• _ABOUT THIS TASK_:
Find the word "coords" below. Copy each line that has it.

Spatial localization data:
-=-=-=-=-
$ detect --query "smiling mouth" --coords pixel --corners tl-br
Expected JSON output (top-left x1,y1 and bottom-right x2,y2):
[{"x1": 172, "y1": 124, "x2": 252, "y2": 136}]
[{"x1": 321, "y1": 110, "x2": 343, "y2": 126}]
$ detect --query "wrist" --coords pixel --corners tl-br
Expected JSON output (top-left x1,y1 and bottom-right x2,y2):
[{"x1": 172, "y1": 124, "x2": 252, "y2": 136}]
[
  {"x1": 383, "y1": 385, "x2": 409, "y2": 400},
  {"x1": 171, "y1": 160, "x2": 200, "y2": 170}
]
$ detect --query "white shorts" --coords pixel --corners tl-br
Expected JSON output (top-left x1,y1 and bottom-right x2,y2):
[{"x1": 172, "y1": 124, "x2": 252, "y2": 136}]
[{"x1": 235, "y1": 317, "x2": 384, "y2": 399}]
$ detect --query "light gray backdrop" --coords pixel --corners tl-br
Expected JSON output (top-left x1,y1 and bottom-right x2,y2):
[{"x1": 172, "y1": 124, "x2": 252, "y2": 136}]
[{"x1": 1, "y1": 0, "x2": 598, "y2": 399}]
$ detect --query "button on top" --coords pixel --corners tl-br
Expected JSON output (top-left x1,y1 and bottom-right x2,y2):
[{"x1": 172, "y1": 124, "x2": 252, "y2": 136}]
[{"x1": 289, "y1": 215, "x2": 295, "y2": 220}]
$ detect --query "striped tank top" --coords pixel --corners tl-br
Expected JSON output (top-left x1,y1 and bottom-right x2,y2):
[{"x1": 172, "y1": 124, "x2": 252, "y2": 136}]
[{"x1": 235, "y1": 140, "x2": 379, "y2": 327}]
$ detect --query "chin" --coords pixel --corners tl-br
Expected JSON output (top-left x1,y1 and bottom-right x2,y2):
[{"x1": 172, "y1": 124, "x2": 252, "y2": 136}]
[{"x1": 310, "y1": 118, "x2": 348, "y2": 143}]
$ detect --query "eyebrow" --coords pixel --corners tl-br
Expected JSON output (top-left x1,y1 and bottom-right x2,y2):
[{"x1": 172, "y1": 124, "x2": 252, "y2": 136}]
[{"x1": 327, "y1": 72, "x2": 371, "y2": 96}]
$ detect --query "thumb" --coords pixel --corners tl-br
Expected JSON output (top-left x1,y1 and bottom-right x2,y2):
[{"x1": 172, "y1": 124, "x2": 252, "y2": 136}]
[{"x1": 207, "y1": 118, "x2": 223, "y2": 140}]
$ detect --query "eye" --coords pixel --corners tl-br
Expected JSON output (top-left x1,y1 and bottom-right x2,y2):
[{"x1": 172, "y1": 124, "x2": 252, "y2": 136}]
-=-=-=-=-
• _ANSWER TO THIS TASK_:
$ detect --query "smiling mouth" --coords pixel --corners tl-br
$ detect --query "wrist" --coords pixel --corners tl-br
$ detect --query "white shorts" --coords pixel --corners tl-br
$ detect --query "light gray backdrop" --coords pixel --corners tl-br
$ detect --query "button on top" --coords pixel --corners tl-br
$ detect --query "striped tank top" --coords pixel --corners tl-br
$ detect --query "chin" --coords pixel --corners tl-br
$ detect --query "eyebrow" --coords pixel --corners tl-br
$ detect --query "thumb" --coords pixel --corners tl-br
$ detect --query "eye" --coords pixel --corners tl-br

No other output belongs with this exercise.